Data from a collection
<<<<

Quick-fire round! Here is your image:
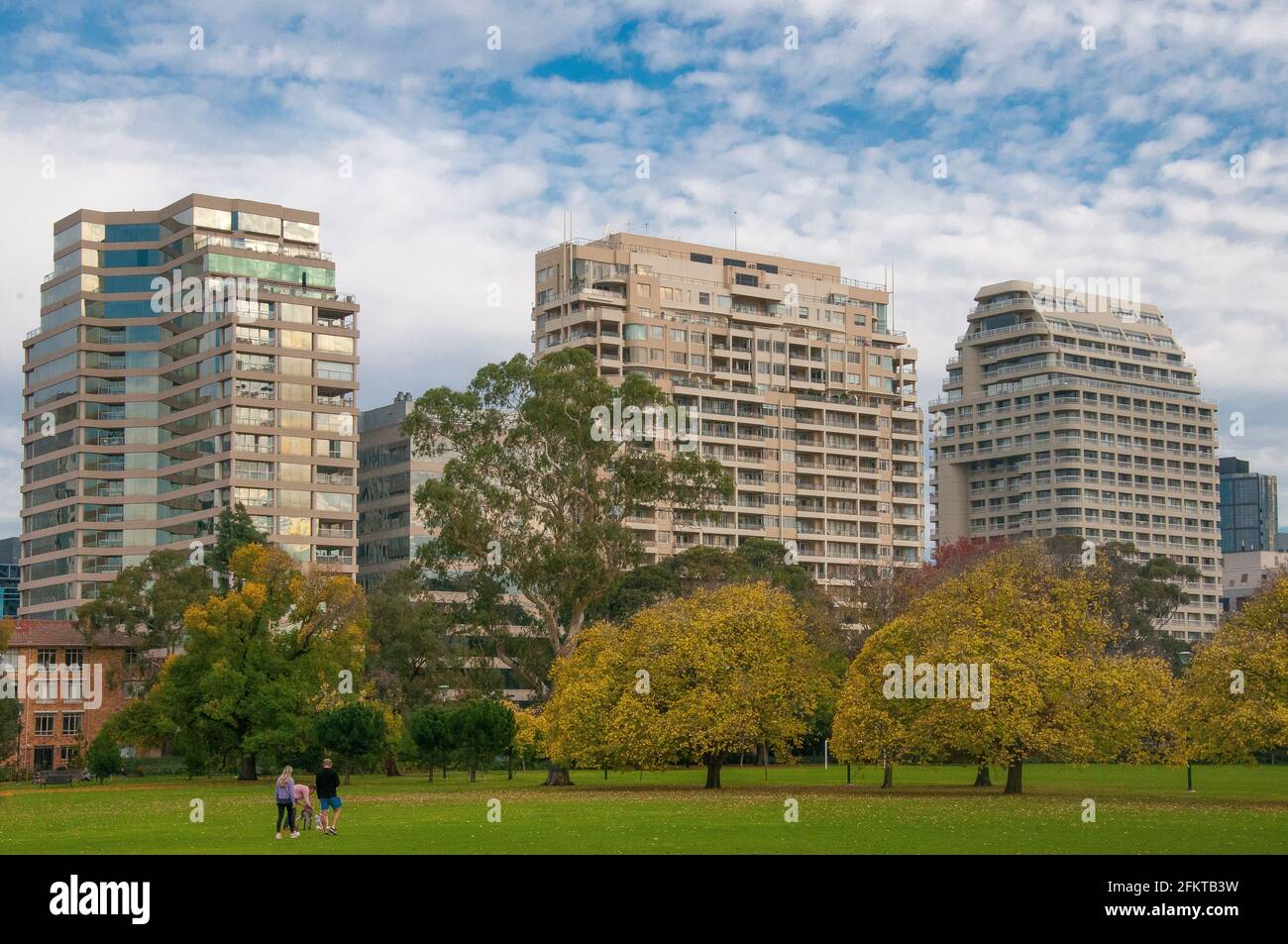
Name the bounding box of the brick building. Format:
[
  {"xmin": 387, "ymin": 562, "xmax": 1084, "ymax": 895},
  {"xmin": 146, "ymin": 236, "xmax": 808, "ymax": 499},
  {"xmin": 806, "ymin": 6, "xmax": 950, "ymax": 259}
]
[{"xmin": 0, "ymin": 619, "xmax": 147, "ymax": 772}]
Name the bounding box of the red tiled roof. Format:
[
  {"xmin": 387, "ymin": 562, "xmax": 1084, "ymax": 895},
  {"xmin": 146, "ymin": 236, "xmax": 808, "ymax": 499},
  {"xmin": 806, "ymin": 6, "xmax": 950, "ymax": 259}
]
[{"xmin": 9, "ymin": 617, "xmax": 139, "ymax": 649}]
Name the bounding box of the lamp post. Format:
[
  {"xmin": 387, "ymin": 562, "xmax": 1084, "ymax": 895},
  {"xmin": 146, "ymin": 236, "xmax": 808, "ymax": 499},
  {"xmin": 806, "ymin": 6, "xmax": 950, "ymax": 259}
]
[{"xmin": 1176, "ymin": 649, "xmax": 1194, "ymax": 793}]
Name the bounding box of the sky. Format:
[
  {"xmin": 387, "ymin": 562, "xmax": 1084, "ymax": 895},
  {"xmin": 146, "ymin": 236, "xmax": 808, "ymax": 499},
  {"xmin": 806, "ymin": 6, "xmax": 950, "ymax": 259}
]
[{"xmin": 0, "ymin": 0, "xmax": 1288, "ymax": 535}]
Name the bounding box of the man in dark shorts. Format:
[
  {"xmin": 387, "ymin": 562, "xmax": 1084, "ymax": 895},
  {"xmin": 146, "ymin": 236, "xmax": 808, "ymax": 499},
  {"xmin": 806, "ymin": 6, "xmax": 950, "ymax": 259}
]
[{"xmin": 317, "ymin": 757, "xmax": 343, "ymax": 836}]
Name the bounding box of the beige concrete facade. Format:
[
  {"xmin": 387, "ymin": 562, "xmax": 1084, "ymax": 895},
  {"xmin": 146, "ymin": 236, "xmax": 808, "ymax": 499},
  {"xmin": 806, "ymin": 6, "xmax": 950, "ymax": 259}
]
[
  {"xmin": 358, "ymin": 393, "xmax": 447, "ymax": 592},
  {"xmin": 21, "ymin": 194, "xmax": 358, "ymax": 618},
  {"xmin": 532, "ymin": 233, "xmax": 924, "ymax": 583},
  {"xmin": 930, "ymin": 280, "xmax": 1221, "ymax": 640},
  {"xmin": 1221, "ymin": 551, "xmax": 1288, "ymax": 613}
]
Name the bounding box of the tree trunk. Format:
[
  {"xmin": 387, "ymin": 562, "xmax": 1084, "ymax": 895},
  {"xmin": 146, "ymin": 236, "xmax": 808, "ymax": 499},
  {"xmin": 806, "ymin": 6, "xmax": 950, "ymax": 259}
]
[
  {"xmin": 703, "ymin": 755, "xmax": 724, "ymax": 789},
  {"xmin": 541, "ymin": 763, "xmax": 572, "ymax": 787},
  {"xmin": 1002, "ymin": 760, "xmax": 1024, "ymax": 793}
]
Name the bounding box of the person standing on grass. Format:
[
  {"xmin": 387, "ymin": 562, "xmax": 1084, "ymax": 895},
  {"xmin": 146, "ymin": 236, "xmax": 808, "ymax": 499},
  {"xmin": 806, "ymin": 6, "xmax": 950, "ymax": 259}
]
[
  {"xmin": 275, "ymin": 764, "xmax": 300, "ymax": 840},
  {"xmin": 317, "ymin": 757, "xmax": 343, "ymax": 836},
  {"xmin": 295, "ymin": 783, "xmax": 322, "ymax": 829}
]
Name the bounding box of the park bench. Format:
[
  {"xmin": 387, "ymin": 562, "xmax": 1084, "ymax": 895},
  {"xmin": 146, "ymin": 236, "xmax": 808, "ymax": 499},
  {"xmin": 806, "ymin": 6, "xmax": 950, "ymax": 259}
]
[{"xmin": 38, "ymin": 770, "xmax": 81, "ymax": 787}]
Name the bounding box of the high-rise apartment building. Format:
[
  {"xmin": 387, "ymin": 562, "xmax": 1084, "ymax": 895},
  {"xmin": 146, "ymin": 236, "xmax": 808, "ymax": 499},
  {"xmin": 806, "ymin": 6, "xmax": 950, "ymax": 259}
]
[
  {"xmin": 1218, "ymin": 456, "xmax": 1279, "ymax": 554},
  {"xmin": 358, "ymin": 393, "xmax": 448, "ymax": 592},
  {"xmin": 930, "ymin": 280, "xmax": 1221, "ymax": 640},
  {"xmin": 21, "ymin": 194, "xmax": 358, "ymax": 618},
  {"xmin": 532, "ymin": 233, "xmax": 924, "ymax": 582}
]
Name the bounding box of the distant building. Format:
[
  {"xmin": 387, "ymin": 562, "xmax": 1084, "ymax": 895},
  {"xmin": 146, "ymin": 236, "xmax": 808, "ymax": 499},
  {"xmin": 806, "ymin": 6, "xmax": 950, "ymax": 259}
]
[
  {"xmin": 930, "ymin": 280, "xmax": 1221, "ymax": 641},
  {"xmin": 0, "ymin": 619, "xmax": 147, "ymax": 772},
  {"xmin": 358, "ymin": 393, "xmax": 537, "ymax": 704},
  {"xmin": 358, "ymin": 393, "xmax": 447, "ymax": 592},
  {"xmin": 0, "ymin": 537, "xmax": 22, "ymax": 619},
  {"xmin": 1221, "ymin": 551, "xmax": 1288, "ymax": 613},
  {"xmin": 21, "ymin": 193, "xmax": 358, "ymax": 619},
  {"xmin": 1218, "ymin": 456, "xmax": 1279, "ymax": 554}
]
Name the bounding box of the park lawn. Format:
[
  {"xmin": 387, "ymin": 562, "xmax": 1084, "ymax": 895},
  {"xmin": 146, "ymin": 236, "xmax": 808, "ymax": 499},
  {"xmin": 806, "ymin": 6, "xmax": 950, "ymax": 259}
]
[{"xmin": 0, "ymin": 764, "xmax": 1288, "ymax": 855}]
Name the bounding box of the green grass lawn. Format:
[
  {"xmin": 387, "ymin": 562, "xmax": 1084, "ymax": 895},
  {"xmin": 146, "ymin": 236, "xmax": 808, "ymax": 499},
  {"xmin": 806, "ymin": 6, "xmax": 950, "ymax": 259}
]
[{"xmin": 0, "ymin": 764, "xmax": 1288, "ymax": 855}]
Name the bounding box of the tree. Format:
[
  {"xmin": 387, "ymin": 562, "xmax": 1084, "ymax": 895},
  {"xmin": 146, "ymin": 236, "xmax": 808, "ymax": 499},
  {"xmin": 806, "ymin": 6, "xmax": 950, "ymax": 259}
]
[
  {"xmin": 542, "ymin": 583, "xmax": 827, "ymax": 789},
  {"xmin": 314, "ymin": 700, "xmax": 389, "ymax": 785},
  {"xmin": 854, "ymin": 537, "xmax": 1009, "ymax": 631},
  {"xmin": 506, "ymin": 702, "xmax": 546, "ymax": 777},
  {"xmin": 1177, "ymin": 576, "xmax": 1288, "ymax": 764},
  {"xmin": 0, "ymin": 698, "xmax": 22, "ymax": 757},
  {"xmin": 833, "ymin": 544, "xmax": 1173, "ymax": 793},
  {"xmin": 206, "ymin": 502, "xmax": 265, "ymax": 578},
  {"xmin": 587, "ymin": 537, "xmax": 854, "ymax": 654},
  {"xmin": 403, "ymin": 351, "xmax": 733, "ymax": 785},
  {"xmin": 1046, "ymin": 535, "xmax": 1201, "ymax": 669},
  {"xmin": 76, "ymin": 550, "xmax": 215, "ymax": 653},
  {"xmin": 366, "ymin": 567, "xmax": 463, "ymax": 712},
  {"xmin": 139, "ymin": 545, "xmax": 366, "ymax": 781},
  {"xmin": 85, "ymin": 728, "xmax": 125, "ymax": 783},
  {"xmin": 407, "ymin": 704, "xmax": 456, "ymax": 781},
  {"xmin": 448, "ymin": 698, "xmax": 518, "ymax": 783}
]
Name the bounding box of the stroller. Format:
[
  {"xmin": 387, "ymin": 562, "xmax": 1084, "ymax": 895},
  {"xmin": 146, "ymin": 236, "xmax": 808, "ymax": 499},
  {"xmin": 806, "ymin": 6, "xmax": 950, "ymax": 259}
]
[
  {"xmin": 295, "ymin": 787, "xmax": 322, "ymax": 833},
  {"xmin": 295, "ymin": 805, "xmax": 322, "ymax": 832}
]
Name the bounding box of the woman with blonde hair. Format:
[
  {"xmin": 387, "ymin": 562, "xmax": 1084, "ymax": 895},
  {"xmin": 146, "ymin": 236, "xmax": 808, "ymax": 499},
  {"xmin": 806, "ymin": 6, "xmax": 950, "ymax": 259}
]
[{"xmin": 274, "ymin": 764, "xmax": 300, "ymax": 840}]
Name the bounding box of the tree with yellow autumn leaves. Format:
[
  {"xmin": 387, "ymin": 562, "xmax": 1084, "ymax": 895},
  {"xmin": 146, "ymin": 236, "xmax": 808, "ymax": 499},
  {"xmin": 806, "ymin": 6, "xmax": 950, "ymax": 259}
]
[
  {"xmin": 1177, "ymin": 576, "xmax": 1288, "ymax": 764},
  {"xmin": 542, "ymin": 583, "xmax": 827, "ymax": 789},
  {"xmin": 831, "ymin": 545, "xmax": 1175, "ymax": 793}
]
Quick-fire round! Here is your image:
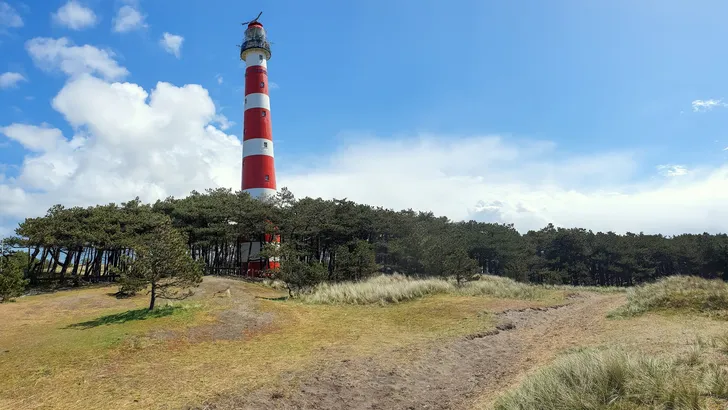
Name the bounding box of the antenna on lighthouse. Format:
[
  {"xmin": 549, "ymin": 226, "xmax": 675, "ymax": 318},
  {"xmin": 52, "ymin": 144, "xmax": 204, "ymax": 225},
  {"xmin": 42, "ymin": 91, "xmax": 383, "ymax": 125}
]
[{"xmin": 241, "ymin": 11, "xmax": 263, "ymax": 25}]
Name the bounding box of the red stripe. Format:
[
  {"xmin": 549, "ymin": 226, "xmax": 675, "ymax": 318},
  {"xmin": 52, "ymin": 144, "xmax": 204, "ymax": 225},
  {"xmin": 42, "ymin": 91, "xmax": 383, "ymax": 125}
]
[
  {"xmin": 245, "ymin": 66, "xmax": 268, "ymax": 95},
  {"xmin": 242, "ymin": 155, "xmax": 276, "ymax": 189},
  {"xmin": 243, "ymin": 108, "xmax": 273, "ymax": 141}
]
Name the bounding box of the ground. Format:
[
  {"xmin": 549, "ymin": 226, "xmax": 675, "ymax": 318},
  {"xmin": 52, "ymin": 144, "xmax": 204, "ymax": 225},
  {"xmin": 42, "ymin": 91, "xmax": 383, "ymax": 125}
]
[{"xmin": 0, "ymin": 277, "xmax": 724, "ymax": 409}]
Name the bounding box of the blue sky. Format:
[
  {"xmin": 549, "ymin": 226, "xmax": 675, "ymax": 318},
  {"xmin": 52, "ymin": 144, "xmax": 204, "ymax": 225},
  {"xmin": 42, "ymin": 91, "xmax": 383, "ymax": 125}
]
[{"xmin": 0, "ymin": 0, "xmax": 728, "ymax": 232}]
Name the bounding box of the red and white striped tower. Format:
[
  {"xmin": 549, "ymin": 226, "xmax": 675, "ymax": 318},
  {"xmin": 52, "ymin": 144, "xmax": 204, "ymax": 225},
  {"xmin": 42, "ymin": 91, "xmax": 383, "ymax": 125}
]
[
  {"xmin": 240, "ymin": 13, "xmax": 281, "ymax": 276},
  {"xmin": 240, "ymin": 15, "xmax": 276, "ymax": 198}
]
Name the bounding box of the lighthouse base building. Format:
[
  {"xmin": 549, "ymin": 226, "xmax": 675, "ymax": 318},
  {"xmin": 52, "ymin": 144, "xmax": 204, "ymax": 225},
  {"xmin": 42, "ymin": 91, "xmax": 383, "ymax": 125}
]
[{"xmin": 240, "ymin": 14, "xmax": 280, "ymax": 276}]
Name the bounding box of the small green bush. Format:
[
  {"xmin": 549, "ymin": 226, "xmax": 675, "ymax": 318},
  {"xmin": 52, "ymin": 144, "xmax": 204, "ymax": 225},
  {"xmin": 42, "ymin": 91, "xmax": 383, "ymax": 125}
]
[{"xmin": 0, "ymin": 254, "xmax": 28, "ymax": 303}]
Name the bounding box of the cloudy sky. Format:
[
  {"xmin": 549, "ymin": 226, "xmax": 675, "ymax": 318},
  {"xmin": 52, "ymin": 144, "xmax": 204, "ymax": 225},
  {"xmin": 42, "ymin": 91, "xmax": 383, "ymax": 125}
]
[{"xmin": 0, "ymin": 0, "xmax": 728, "ymax": 235}]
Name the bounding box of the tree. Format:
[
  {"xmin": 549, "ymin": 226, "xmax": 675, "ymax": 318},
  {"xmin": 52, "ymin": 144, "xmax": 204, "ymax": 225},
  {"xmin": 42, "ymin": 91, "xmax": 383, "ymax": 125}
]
[
  {"xmin": 260, "ymin": 242, "xmax": 328, "ymax": 297},
  {"xmin": 120, "ymin": 221, "xmax": 203, "ymax": 310},
  {"xmin": 334, "ymin": 239, "xmax": 379, "ymax": 280},
  {"xmin": 0, "ymin": 238, "xmax": 28, "ymax": 303}
]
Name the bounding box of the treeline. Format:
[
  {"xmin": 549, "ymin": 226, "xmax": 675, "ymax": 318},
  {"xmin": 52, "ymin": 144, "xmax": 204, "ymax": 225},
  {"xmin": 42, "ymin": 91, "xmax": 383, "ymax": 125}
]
[{"xmin": 5, "ymin": 189, "xmax": 728, "ymax": 286}]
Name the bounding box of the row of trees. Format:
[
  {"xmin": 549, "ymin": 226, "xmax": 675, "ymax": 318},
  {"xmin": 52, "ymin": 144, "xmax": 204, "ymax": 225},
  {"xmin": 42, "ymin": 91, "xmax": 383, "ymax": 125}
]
[{"xmin": 4, "ymin": 189, "xmax": 728, "ymax": 292}]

>>>>

Return, unchanged, the lines of the data above that begin at the line containing "Name the bounding box of the row" and run through the end of the data.

◆ **OUTPUT**:
Name the bounding box of the row of trees. Format:
[
  {"xmin": 549, "ymin": 226, "xmax": 675, "ymax": 318},
  {"xmin": 52, "ymin": 144, "xmax": 204, "ymax": 225},
  {"xmin": 42, "ymin": 91, "xmax": 383, "ymax": 125}
]
[{"xmin": 4, "ymin": 189, "xmax": 728, "ymax": 292}]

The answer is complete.